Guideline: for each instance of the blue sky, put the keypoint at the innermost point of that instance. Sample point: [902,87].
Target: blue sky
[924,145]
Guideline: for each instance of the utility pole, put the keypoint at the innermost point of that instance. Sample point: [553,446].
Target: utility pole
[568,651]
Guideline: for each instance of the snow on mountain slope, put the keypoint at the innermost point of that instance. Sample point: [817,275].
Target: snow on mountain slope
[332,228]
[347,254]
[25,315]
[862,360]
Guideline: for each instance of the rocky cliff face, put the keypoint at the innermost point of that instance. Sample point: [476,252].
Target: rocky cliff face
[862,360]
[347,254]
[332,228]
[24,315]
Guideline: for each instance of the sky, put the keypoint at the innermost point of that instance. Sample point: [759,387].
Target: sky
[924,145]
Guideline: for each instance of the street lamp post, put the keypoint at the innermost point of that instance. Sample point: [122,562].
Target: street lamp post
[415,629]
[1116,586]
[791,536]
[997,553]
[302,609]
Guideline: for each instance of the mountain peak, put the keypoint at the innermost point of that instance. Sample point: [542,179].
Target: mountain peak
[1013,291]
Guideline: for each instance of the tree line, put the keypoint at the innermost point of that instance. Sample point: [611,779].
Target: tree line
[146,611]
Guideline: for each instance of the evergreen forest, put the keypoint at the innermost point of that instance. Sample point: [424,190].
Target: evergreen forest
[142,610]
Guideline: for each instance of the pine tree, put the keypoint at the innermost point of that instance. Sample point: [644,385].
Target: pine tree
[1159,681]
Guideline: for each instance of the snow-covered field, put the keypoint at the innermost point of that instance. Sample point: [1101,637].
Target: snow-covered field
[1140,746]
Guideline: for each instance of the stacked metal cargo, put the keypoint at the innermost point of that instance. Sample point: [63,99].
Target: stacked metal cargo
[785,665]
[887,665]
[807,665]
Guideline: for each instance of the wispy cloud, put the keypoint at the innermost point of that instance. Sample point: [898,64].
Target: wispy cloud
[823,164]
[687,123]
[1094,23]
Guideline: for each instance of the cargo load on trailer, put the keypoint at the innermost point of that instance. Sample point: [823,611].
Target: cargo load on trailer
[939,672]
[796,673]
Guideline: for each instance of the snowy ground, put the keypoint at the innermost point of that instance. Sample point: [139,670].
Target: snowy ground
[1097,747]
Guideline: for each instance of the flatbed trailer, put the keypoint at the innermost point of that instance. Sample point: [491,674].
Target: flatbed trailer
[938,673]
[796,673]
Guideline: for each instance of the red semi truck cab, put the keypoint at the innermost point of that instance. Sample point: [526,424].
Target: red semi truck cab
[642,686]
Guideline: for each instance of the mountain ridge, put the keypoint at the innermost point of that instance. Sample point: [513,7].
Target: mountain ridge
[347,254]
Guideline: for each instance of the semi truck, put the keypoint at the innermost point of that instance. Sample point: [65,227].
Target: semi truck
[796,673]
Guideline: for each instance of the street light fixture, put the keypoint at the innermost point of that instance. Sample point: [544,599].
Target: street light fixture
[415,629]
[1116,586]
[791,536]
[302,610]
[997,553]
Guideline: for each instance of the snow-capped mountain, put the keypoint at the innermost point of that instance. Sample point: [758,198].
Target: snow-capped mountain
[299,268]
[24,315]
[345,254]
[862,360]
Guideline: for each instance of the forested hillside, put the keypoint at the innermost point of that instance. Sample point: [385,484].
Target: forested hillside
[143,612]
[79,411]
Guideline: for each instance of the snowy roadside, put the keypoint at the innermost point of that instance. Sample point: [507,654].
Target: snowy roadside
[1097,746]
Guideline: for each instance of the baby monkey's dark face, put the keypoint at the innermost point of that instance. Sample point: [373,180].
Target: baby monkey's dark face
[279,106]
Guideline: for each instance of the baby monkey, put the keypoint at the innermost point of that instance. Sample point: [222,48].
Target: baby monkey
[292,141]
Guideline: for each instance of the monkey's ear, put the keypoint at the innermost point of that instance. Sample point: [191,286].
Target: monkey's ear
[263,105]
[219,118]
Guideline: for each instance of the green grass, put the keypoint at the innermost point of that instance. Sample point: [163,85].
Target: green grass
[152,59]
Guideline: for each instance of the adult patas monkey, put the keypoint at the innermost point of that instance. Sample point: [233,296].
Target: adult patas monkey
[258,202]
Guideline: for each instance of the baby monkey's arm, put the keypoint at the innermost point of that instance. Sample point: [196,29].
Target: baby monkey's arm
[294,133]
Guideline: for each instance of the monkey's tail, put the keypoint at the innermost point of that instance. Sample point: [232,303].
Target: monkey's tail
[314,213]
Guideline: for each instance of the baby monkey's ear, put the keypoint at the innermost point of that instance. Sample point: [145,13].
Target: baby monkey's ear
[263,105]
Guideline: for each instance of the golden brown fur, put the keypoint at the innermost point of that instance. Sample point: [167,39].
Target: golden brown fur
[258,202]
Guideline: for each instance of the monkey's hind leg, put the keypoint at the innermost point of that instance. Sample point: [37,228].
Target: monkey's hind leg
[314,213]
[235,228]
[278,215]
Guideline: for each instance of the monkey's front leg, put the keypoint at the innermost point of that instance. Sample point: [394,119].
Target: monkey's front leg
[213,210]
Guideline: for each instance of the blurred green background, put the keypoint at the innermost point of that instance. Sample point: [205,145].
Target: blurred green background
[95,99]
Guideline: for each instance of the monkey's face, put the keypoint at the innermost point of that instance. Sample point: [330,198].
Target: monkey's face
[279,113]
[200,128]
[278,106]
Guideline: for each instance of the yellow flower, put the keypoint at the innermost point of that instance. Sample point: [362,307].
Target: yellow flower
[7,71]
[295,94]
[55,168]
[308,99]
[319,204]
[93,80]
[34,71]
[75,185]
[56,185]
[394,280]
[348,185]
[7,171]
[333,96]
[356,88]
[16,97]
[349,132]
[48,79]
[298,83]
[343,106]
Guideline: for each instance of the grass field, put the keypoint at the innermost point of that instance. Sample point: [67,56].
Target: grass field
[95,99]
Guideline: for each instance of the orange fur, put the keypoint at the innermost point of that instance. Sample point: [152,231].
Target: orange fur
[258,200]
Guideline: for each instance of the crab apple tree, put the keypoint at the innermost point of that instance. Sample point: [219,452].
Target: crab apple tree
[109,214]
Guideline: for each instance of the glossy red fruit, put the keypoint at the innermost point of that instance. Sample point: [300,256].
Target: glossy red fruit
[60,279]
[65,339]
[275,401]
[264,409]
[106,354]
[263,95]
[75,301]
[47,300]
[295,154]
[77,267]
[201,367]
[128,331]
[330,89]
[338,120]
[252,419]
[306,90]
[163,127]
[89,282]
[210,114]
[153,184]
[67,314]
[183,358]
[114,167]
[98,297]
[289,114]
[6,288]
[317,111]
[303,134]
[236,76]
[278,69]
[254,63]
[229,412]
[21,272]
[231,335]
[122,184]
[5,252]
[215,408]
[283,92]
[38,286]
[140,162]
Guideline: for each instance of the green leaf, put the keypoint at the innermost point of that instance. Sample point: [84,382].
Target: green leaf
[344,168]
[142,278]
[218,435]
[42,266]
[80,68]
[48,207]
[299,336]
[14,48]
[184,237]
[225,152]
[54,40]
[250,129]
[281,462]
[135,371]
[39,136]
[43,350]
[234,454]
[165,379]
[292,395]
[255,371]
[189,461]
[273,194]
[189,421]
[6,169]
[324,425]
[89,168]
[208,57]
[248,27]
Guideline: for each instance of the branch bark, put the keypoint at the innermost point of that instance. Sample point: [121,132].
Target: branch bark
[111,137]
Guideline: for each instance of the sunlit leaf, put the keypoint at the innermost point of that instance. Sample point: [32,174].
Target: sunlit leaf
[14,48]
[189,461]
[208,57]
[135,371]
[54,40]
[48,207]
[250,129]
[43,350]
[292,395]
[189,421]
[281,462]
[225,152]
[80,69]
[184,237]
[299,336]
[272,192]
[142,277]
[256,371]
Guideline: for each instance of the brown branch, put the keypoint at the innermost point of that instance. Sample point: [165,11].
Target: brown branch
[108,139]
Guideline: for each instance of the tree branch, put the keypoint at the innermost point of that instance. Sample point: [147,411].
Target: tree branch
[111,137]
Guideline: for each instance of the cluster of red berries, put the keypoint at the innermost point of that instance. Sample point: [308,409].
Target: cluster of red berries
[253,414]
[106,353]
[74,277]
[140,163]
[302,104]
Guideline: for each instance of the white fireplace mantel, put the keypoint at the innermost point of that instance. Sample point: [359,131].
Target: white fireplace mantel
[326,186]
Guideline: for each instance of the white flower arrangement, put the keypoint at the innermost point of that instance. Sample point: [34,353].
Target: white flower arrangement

*Prompt*.
Word for word, restate the listing above from its first line to the line with "Guideline: for each instance of the stacked", keeping both.

*Response area*.
Guideline: for each instance of the blue sky, put the keypoint at the innermost point of that instance. Sample point: [902,87].
Target: blue sky
[924,145]
Guideline: for each instance of the utility pole, put the keypoint at the innermost point of that instance. Sample point: [553,446].
Target: utility pole
[568,651]
Guideline: for each instance of the snow on mountain slope, put the keypoint at the innermost point of that instance. Sample point: [817,275].
Target: snow on mountain slope
[332,228]
[347,254]
[25,315]
[862,360]
Guideline: for each instance of the rocky cliff face, put the keypoint at the innermost point of that instance. Sample point: [476,252].
Target: rocky cliff face
[862,360]
[347,254]
[332,228]
[24,315]
Guideline: for each instance of the sky, put the keypoint at the innermost point of that instance. Sample point: [759,387].
Target: sky
[924,145]
Guideline: for each instance of the street lamp post, put the keypoint at the innermost point of that instance. Sample point: [122,562].
Target: street lamp post
[415,629]
[1116,586]
[791,536]
[997,553]
[302,609]
Guideline: for each instance of the mountain peak, put the keypoint at the innermost point of that instance. Sample point: [542,179].
Target: mountain peak
[1013,291]
Guideline: for each instance of the tree line, put the keypoint at the innermost point of that instance. Sample point: [611,779].
Target: tree line
[146,611]
Guideline: for each instance of the evergreen forest, put the keypoint at the innermost point of that instance. Sample point: [424,190].
Target: evergreen forest
[142,610]
Guideline: for each instance of the pine tree, put the keypoint at the innermost point of that instance. Sample point: [644,385].
Target: pine tree
[1159,681]
Guideline: for each instance of the snow-covered field, put the keypoint at the innermost point of that instance. Sample point: [1101,637].
Target: snow-covered field
[1140,746]
Guideline: for each instance of the stacked metal cargo, put the keypoint at the innermost point of that instance. Sample point: [63,99].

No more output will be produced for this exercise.